What is expected: Reproduce the following entries exactly, leaving nothing out.

Given entries:
--------------------

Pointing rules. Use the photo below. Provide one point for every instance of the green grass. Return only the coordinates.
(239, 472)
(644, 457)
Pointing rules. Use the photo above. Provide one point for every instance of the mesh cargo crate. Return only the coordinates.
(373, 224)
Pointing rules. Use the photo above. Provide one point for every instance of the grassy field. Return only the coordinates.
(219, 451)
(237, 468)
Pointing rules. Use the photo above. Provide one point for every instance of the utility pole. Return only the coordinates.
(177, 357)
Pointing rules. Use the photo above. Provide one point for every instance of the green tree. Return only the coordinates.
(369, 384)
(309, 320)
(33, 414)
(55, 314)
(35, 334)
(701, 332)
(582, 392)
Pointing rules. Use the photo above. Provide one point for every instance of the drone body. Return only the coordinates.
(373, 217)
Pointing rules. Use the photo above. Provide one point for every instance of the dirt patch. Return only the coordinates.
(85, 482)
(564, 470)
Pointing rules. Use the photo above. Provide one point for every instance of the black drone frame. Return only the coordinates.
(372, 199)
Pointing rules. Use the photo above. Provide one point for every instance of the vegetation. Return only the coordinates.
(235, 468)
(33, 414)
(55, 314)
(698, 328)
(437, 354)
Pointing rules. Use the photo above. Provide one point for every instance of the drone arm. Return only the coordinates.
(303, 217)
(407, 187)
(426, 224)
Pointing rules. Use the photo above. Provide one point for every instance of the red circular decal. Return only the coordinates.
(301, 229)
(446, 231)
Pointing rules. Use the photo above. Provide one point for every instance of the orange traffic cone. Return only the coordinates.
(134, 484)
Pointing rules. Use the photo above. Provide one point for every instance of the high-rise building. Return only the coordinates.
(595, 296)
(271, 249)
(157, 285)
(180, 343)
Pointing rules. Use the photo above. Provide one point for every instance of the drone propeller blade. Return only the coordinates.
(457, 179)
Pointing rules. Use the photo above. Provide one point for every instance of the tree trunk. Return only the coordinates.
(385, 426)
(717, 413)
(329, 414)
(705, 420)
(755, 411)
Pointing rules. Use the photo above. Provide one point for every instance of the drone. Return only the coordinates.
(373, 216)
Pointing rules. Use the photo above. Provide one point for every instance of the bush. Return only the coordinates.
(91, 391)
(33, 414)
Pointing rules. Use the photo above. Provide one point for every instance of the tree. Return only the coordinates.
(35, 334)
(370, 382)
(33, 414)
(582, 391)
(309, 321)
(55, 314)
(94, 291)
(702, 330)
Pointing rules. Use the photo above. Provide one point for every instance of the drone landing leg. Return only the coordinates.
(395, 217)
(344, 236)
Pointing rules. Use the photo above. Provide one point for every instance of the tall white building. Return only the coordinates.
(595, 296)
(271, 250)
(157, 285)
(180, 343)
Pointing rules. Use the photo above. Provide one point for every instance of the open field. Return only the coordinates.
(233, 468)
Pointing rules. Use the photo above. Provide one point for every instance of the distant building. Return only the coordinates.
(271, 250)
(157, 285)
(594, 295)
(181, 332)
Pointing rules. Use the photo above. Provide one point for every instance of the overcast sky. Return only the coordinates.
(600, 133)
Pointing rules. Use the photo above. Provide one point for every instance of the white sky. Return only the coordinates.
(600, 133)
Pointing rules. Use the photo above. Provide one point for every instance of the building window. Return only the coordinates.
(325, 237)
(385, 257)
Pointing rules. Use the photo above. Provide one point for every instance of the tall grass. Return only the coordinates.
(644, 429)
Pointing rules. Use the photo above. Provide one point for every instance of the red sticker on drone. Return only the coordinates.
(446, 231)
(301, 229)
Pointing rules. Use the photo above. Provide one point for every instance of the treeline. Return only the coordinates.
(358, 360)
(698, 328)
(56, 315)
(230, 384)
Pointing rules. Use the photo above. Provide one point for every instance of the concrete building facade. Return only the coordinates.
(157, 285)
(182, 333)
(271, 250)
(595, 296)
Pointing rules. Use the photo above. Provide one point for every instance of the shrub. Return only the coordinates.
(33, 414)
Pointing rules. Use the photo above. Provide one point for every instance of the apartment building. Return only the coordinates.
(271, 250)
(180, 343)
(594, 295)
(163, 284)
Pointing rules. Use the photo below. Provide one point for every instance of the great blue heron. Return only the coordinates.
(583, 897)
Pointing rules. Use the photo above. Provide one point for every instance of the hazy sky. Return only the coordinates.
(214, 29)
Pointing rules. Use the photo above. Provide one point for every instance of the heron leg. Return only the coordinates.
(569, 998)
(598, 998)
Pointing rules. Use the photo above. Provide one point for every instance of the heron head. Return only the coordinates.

--------------------

Task output:
Pointing rules. Use the photo below. Provide one point for every instance of the green grass. Return only the coordinates.
(239, 472)
(644, 457)
Pointing rules. Use the photo above. Provide one point for every instance of the mesh cargo crate. Return only the coordinates.
(373, 224)
Pointing rules. Use the photo above. Provide one point for every instance of the grassy field. Return only the coordinates.
(219, 451)
(237, 468)
Pointing rules. Use the photo above. Provide one point for every instance of the utility pole. Return only the coordinates.
(177, 357)
Pointing rules. Use the photo above. Provide one point for every instance of the green tree. Return only the coordinates.
(369, 384)
(309, 320)
(33, 414)
(55, 314)
(35, 334)
(701, 332)
(582, 392)
Pointing rules. Use the photo above. Provide one point for every instance of the drone body. Return only the coordinates.
(373, 217)
Pointing rules. Use the photo above. Provide one point for every instance of the dirt patch. Return only the coordinates.
(85, 482)
(564, 470)
Pointing rules. Use the photo above. Provide one point for every instance of the black drone frame. Return only the coordinates.
(372, 199)
Pointing rules. Use the photo above. Provide one point for every instance of the vegetation. Return only the coordinates.
(235, 468)
(33, 414)
(55, 314)
(698, 328)
(437, 354)
Pointing rules. Use the photo above. Provide one point for every instance of the drone arm. Return only the coordinates.
(303, 217)
(407, 187)
(426, 224)
Pointing rules. Use the photo above. Provide one point for every instance of the red circular decal. Return only the coordinates.
(301, 229)
(446, 231)
Pointing rules. Use the photo above. Provide one point for every instance of the orange traffic cone. Return only the coordinates.
(134, 484)
Pointing rules. Use the photo above. Provide one point for every instance of the high-rise building. Return only the coordinates.
(595, 296)
(271, 249)
(157, 285)
(180, 343)
Pointing rules. Use the photo above. Provide one point for every instance of the drone propeller blade. Return only the coordinates.
(457, 179)
Pointing rules. Use the photo above. Provide one point for every instance of the tree trunk. Return only the coordinates.
(385, 426)
(717, 413)
(329, 414)
(705, 420)
(755, 411)
Pointing rules. Use the photo above. Provide one point for every instance of the drone. Return only the coordinates.
(373, 216)
Pointing rules. Use the photo above. Provide one point for every instance of the bush. Return only the coordinates.
(91, 391)
(33, 414)
Pointing rules. Use the photo above. Provide one point for every instance of the tree. Return only the coordinates.
(35, 334)
(370, 382)
(33, 414)
(582, 391)
(309, 321)
(55, 314)
(94, 291)
(702, 330)
Pointing rules. Use the photo above. Provide one point for every instance of the drone landing leg. Return only the coordinates.
(395, 217)
(344, 236)
Pointing rules. Use the photo above. Provide one point for every instance of the tall white building. Return only the coordinates.
(595, 296)
(271, 250)
(157, 285)
(180, 343)
Pointing rules. Use the photo above. Provide one point for every instance of the open field. Return only the coordinates.
(233, 468)
Pointing rules. Use the photo above. Provide one point for every instance of the distant building. Return only the coordinates.
(271, 250)
(157, 285)
(594, 295)
(181, 332)
Pointing rules. Use the photo above. Provide one point for every instance of the overcast sky. Return only the coordinates.
(600, 133)
Pointing rules. Use the photo above. Provide one point for every instance of the white sky. Return only the coordinates.
(600, 133)
Pointing rules. Use the photo above. Provide one point for every instance of the building window. Return only the coordinates.
(325, 237)
(385, 257)
Pointing rules. Use the photo above. Provide one point for every instance of the tall grass. Return only the coordinates.
(644, 429)
Pointing rules. Use the photo above. Provide one point for every instance of the red sticker on drone. Return only the coordinates.
(446, 231)
(301, 229)
Pointing rules. Use the photo above. Provide one point for every instance of the treeline. Return only the coordinates.
(358, 360)
(698, 328)
(56, 315)
(230, 384)
Pointing rules. Use the photo above. Provide one point for every instance of the concrete building facade. Return only the coordinates.
(157, 285)
(182, 333)
(271, 250)
(595, 296)
Pointing rules. Use the photo above. Provide one point for every instance of the shrub. Return only the coordinates.
(33, 414)
Pointing rules. Use the photo above. Provide one point for every instance of the apartment building. Return only the coordinates.
(271, 250)
(180, 343)
(594, 295)
(163, 284)
Pointing rules. Use the photo below. Provide one point for every instance of the great blue heron. Return only the coordinates.
(583, 897)
Pointing rules. Use the photo above. Provide one point for every instance of the hazy sky. Return only the coordinates.
(214, 29)
Pointing rules. Use the photo above. Provide one point for every instance of the heron leg. Return only the coordinates.
(569, 998)
(598, 998)
Pointing rules. Use the photo above. Provide one point for every instance of the heron head. Return only the coordinates.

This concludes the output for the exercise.